_Exercises to complete_.
• A. Shorten the paragraph in the comment thread on religious belief and goodness that begins "Some Christians take the line" into a brief bulleted list that keeps its main facts.
• B. Resume the comment thread on religious belief and goodness after its final comment, adding a few more replies in the same conversational manner.

_Given text_.
-- BEGIN --
There’s always a risk, when speaking of religious beliefs, in using absolute terms. You are both speaking accurately of ‘some sects’ of Judaism and Christianity. But practices and beliefs vary wildly.
Some Christians take the line, “No man cometh unto the Father, but by me,” to mean that you have to BE a declared Christian in order to get to Heaven. Others, though, will say that being righteous means that you are channeling Christ’s grace, whether you know it by that name or not. The former route leads you to Carol’s position, with the added proviso that being a declared Christian means that you can trust that Christ will guide your actions and prevent you from doing anything unrighteous.
Hank is valuing them by their fruit ( the results of their actions) and finding his wife and church wanting in comparison. He meant to dismiss them earlier.
Some believe that people can’t really be good without God and thus that most atheists really do believe in God, even if they deny it (possibly even to themselves), since otherwise why wouldn’t they run around murdering people.
Joyce has shown elements of this – after her thing with Jacob she talked about how she thought it would be so great to be an atheist and just do whatever you wanted without concern, but that it ran afoul of still caring about hurting people.
Yes, that’s what I was thinking. They don’t believe, but he can see God in them in a way he doesn’t in (say) Carol. And in realizing that, he regrets having used the word in an offhand and insulting way.
If someone tells you they are good because an imaginary person in the sky says they will suffer for eternity otherwise, they are not good, they’re acting good.
As a Catholic, this was always my take on it as well. Arguing that the fear of God is required for people to be good is a pretty damning admission about yourself.
Goodness doesn’t require any belief. There is no gain or loss by your belief, it’s exactly what it says on the tin: Faith.
This isn’t (..usually..) the case, though. It’s more about being good because you believe you’re the creation of something/someOne wholly good, and wanting to carry out their instructions because they are thus the best plan for humanity and for the world. You can still be good innately while trying to actively do this and quite often one is the cause of the other (in both directions). But yes, others are absolutely judgemental and dismissive, and aren’t doing things out of the heart of the idea, just the text.
“Religion has actually convinced people that there’s an invisible man living in the sky who watches everything you do, every minute of every day. And the invisible man has a special list of ten things he does not want you to do. And if you do any of these ten things, he has a special place, full of fire and smoke and burning and torture and anguish, where he will send you to live and suffer and burn and choke and scream and cry forever and ever ’til the end of time!
“But He loves you.”
– George Carlin
“You love your daughter. If I knew nothing else about you, that would be enough.”
I think he does understand that.
But when he *CALLED* them godless, he *meant* “bad people”, and he is apologizing for that.
^yeah I think so, too.
He’s got a lot of brain washing to work through okay? Remember how long It took for Joyce and she only had 18 years of brainwashing.
-- END --
_Data section_.
-- BEGIN --
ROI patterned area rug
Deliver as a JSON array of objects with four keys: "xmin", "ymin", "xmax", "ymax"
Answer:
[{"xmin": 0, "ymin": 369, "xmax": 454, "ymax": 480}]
-- END --
_Results_.
• A.
- Some Christians read "No man cometh unto the Father, but by me" as meaning that a person must be a declared Christian to reach Heaven.
- Others hold that righteous people channel Christ's grace, whether or not they know it by that name.
- The first reading leads to Carol's position. It adds that a declared Christian can trust Christ to guide their actions and keep them from doing anything unrighteous.

• B.
Can confirm. I was 46 when the weight of the Observable Fact I had gathered through study and research finally broke the structure of misinformation I had been taught All My Life. It was a painful experience that took most of a year to accept, and another two to mostly-internalize.
Thinking — really, deeply thinking about a topic and examining it in the light of Reason — is hard, exhausting work. Most people are not remotely interested in putting in that much effort. I might never have, had it not been for my wonderful wife, whose tolerance for BS has always been lower than mine.
I like how Edison put it: “Five percent of people think; ten percent think they think; and eighty-five percent would rather die than think.”
It is easy … comfortable … seductive … to let some authority figure do your thinking for you. Fundies are trained to do exactly that practically from birth, and the mental gymnastics required to make their church’s teachings jibe (in some fashion) with what they can see of the world become second nature. This has, to understate the case, put a strain on my relationship with certain family members. I can relate to Joyce in that respect.
I think the “think they think” category is much bigger than that. It’s also more compartmentalized – many people learn to really think about specific area and can fool themselves into thinking they also think about many other things.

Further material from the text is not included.